▶ PASSAGE PROVIDED
- - - - -
VELETRI is a prescription medicine that is given intravenously (in a vein). It is used to treat adults with certain kinds of severe pulmonary arterial hypertension (PAH) (WHO Group 1), a condition in which blood pressure is too high in the blood vessels between the heart and the lungs. VELETRI may improve your ability to exercise as measured by how far you can walk in 6 minutes (6-minute walk test).

Studies showing VELETRI is effective included mainly patients with NYHA Functional Class III-IV PAH. In these patients, PAH was caused by unidentified or hereditary factors or connective tissue disease.

Understanding Your PAH Treatment

In pulmonary arterial hypertension (PAH), your body does not have enough of certain substances called prostacyclin and nitric oxide. At the same time, your body may have too much of a substance called endothelin. This lack of balance can cause your blood vessels to become narrow, leading to PAH.

The active ingredient of VELETRI® (epoprostenol) for Injection is epoprostenol, which is a prostacyclin. VELETRI adds back the prostacyclin your body is missing. Epoprostenol is a proven therapy with the goal of opening up, or dilating, the blood vessels in the lungs. Once the blood vessels are open, oxygen-rich blood can flow more easily.
- - - - -
[Stored data]
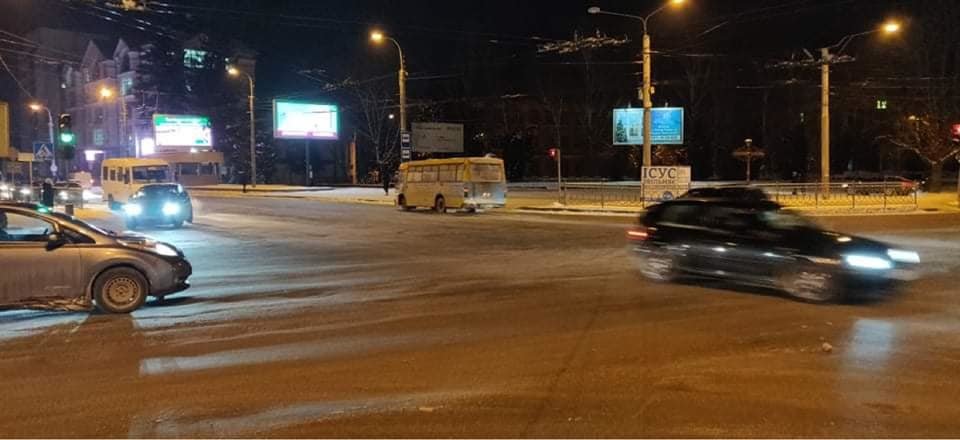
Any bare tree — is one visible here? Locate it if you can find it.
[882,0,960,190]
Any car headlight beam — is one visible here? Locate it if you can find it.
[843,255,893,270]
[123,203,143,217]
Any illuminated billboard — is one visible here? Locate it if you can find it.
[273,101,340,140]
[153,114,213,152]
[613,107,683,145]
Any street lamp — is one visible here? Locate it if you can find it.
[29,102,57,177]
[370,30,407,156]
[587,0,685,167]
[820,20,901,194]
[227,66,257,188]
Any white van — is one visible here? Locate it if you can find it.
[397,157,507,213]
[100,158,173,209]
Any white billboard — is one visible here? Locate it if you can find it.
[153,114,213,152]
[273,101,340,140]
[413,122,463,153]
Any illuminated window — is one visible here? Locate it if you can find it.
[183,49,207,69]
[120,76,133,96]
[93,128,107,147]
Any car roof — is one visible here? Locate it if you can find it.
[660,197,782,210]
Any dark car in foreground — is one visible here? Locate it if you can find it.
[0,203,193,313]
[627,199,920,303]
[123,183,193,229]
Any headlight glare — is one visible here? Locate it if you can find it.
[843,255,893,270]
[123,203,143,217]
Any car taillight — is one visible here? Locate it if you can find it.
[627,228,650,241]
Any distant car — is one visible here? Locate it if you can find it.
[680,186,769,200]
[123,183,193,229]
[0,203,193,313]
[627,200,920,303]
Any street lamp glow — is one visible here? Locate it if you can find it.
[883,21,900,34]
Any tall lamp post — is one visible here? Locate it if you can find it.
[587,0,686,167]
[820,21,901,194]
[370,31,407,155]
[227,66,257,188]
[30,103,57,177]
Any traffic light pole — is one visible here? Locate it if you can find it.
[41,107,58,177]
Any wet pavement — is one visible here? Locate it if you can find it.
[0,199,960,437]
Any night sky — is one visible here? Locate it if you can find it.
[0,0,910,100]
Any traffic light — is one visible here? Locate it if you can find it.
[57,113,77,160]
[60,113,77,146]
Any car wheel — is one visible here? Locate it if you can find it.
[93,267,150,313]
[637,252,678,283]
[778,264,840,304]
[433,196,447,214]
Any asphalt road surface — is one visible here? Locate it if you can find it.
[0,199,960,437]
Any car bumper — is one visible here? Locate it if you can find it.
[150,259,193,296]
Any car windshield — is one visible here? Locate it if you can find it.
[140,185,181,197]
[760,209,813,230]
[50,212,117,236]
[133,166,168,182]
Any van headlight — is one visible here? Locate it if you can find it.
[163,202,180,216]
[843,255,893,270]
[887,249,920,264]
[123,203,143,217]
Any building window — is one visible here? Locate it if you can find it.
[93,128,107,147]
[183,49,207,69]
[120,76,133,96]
- - - - -
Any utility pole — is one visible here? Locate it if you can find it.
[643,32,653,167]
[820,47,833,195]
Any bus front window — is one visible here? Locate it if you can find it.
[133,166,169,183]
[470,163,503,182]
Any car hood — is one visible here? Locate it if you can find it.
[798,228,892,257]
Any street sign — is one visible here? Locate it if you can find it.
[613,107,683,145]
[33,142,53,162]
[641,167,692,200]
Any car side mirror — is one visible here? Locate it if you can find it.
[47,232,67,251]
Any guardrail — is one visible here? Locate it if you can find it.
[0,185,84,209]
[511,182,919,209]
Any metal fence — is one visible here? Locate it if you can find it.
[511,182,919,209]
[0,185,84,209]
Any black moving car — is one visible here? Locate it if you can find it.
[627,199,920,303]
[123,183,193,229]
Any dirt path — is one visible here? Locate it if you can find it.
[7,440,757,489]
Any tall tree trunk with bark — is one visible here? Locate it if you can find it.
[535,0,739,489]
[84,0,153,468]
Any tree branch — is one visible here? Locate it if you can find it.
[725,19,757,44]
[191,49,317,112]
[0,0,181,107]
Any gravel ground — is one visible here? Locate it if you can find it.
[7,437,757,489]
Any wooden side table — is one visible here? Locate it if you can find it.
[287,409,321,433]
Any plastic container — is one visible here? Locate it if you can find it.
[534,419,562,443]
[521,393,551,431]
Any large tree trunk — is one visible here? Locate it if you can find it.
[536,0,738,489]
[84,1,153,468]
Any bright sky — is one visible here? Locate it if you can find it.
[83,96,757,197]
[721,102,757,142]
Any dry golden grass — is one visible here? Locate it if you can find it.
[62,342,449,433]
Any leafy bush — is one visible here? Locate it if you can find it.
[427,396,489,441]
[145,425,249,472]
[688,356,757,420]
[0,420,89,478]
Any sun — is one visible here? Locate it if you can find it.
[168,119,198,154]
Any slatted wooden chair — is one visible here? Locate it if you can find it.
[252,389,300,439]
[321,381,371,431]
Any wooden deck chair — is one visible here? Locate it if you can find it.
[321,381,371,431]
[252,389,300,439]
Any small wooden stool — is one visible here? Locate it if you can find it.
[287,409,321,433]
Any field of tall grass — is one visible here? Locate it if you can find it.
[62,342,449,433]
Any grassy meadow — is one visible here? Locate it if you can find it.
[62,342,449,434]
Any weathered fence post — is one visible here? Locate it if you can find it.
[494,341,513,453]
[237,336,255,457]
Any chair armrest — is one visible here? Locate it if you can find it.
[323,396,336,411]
- - - - -
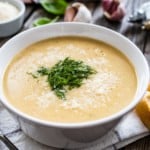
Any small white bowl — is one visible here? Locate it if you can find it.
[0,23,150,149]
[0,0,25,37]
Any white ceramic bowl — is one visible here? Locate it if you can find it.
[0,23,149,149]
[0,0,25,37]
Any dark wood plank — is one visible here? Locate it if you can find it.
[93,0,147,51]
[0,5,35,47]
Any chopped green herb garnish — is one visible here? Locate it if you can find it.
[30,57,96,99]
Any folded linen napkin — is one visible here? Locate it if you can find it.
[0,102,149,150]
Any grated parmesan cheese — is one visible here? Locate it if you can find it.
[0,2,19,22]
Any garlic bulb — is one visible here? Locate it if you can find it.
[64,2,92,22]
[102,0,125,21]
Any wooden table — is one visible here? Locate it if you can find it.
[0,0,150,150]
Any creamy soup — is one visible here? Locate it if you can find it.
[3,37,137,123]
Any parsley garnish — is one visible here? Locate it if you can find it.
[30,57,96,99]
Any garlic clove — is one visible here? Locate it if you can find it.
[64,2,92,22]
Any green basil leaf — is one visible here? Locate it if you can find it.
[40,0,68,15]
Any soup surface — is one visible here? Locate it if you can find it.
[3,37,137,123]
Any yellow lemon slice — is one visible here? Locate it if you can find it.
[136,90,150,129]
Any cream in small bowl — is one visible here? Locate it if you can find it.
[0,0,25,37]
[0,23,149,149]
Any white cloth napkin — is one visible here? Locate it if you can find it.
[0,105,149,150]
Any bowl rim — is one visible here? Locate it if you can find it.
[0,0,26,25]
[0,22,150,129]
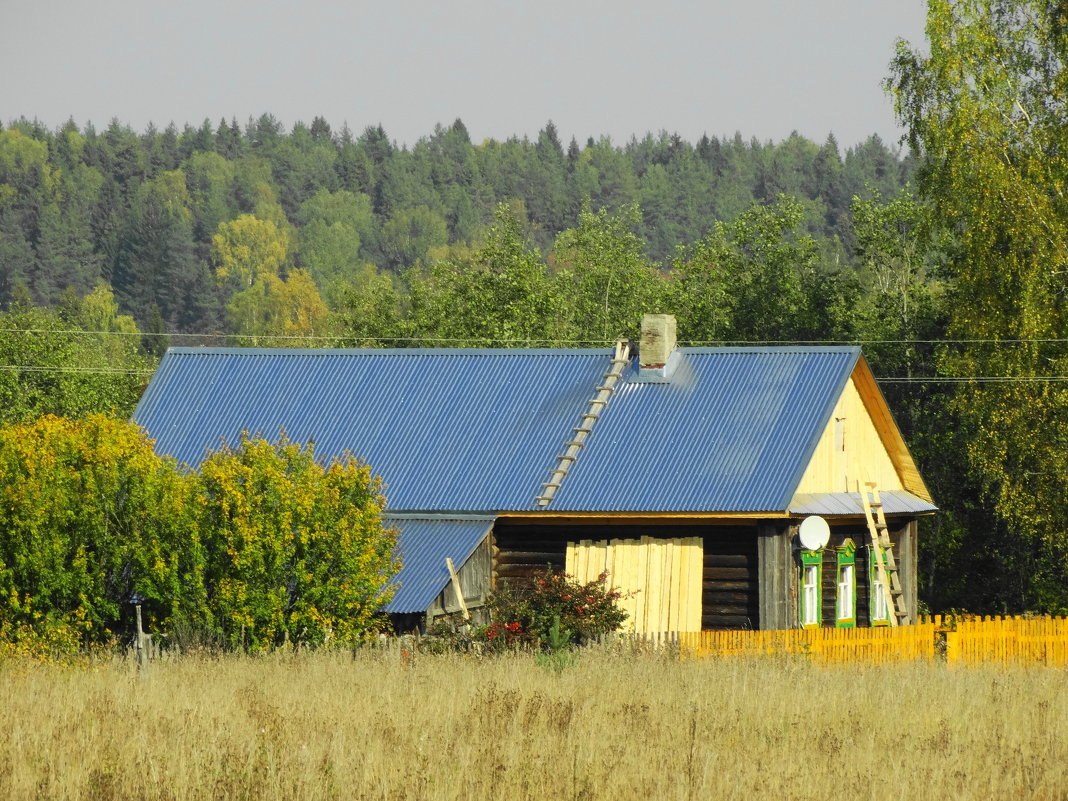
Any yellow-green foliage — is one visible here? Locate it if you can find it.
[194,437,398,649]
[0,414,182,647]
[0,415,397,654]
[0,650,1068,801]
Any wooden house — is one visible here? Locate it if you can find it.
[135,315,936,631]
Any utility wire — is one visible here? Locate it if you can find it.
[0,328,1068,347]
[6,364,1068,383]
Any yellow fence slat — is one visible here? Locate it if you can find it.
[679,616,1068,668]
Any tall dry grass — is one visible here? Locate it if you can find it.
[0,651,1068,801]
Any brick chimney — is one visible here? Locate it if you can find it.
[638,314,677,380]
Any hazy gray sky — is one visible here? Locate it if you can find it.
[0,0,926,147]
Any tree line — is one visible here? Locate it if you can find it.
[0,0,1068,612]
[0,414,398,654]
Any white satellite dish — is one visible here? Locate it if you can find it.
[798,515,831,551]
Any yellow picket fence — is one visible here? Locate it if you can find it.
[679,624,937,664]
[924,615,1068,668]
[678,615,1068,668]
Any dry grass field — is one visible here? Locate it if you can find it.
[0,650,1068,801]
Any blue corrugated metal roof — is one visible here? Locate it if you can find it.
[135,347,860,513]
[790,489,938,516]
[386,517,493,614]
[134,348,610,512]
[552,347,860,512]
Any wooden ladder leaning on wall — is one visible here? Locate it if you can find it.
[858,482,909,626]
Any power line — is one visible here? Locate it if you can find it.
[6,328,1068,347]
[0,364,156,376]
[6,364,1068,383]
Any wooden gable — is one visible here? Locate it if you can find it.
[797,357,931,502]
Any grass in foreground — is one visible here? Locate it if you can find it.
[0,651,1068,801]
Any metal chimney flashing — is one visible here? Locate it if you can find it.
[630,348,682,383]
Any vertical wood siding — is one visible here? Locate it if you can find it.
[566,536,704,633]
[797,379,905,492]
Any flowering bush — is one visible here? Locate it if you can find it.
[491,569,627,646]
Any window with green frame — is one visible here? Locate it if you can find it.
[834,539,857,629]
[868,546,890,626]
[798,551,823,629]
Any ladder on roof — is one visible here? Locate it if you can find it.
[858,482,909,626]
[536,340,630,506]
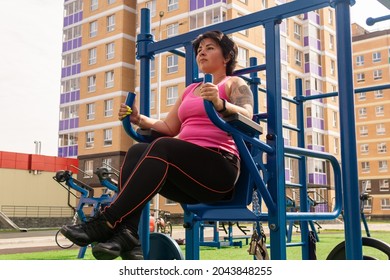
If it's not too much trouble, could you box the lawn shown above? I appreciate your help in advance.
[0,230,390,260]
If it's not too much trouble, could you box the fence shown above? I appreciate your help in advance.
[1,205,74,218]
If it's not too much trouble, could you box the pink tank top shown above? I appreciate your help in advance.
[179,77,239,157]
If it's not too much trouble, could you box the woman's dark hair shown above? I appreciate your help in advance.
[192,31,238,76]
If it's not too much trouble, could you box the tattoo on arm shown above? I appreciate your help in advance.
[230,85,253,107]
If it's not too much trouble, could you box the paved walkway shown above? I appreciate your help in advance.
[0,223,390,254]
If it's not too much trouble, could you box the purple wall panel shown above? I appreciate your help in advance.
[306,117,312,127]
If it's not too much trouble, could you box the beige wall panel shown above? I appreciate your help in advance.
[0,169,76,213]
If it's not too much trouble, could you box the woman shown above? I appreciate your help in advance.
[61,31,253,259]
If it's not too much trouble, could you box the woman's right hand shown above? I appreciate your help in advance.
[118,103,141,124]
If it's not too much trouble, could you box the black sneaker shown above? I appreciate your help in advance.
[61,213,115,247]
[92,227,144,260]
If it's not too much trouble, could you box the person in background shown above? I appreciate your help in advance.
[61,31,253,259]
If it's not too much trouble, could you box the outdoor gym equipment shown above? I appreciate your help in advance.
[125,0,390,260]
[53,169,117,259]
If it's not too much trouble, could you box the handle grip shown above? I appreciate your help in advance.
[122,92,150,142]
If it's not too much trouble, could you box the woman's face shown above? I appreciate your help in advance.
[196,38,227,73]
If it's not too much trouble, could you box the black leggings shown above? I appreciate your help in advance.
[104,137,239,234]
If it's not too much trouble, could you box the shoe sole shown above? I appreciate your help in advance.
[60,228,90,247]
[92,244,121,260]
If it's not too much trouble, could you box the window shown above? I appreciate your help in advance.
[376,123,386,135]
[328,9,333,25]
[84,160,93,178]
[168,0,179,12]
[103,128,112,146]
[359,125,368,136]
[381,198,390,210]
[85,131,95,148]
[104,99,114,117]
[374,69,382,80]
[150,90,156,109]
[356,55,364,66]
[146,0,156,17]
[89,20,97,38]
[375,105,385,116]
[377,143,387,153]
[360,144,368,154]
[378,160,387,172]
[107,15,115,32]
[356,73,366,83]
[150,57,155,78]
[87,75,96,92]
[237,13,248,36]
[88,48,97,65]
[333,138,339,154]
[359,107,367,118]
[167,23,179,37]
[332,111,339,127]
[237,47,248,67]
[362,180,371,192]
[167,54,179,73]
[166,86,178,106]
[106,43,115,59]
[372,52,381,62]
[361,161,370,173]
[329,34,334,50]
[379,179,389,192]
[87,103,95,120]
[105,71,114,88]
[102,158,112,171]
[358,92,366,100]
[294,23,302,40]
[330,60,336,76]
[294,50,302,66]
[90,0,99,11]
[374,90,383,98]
- - - - -
▶ AIM OF THE TASK
Reproduce the entire passage about VELETRI word for word.

▶ OUTPUT OF THE TASK
VELETRI is a prescription medicine that is given intravenously (in a vein). It is used to treat adults with certain kinds of severe pulmonary arterial hypertension (PAH) (WHO Group 1), a condition in which blood pressure is too high in the blood vessels between the heart and the lungs. VELETRI may improve your ability to exercise as measured by how far you can walk in 6 minutes (6-minute walk test).

Studies showing VELETRI is effective included mainly patients with NYHA Functional Class III-IV PAH. In these patients, PAH was caused by unidentified or hereditary factors or connective tissue disease.

Understanding Your PAH Treatment

In pulmonary arterial hypertension (PAH), your body does not have enough of certain substances called prostacyclin and nitric oxide. At the same time, your body may have too much of a substance called endothelin. This lack of balance can cause your blood vessels to become narrow, leading to PAH.

The active ingredient of VELETRI® (epoprostenol) for Injection is epoprostenol, which is a prostacyclin. VELETRI adds back the prostacyclin your body is missing. Epoprostenol is a proven therapy with the goal of opening up, or dilating, the blood vessels in the lungs. Once the blood vessels are open, oxygen-rich blood can flow more easily.